-- Opening Marker --

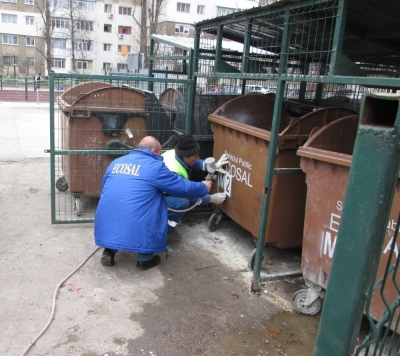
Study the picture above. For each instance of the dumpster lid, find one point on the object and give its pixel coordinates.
(333, 143)
(301, 128)
(77, 91)
(255, 110)
(110, 98)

-- Closing Marker --

> **What is required**
Omit every picture, then reproduce the rest of the listing exactly.

> **Finished exercise**
Study the picture above. For each instance of the dumpster lid, find one point on the object and give its pixel coordinates.
(333, 143)
(301, 128)
(77, 91)
(255, 110)
(110, 98)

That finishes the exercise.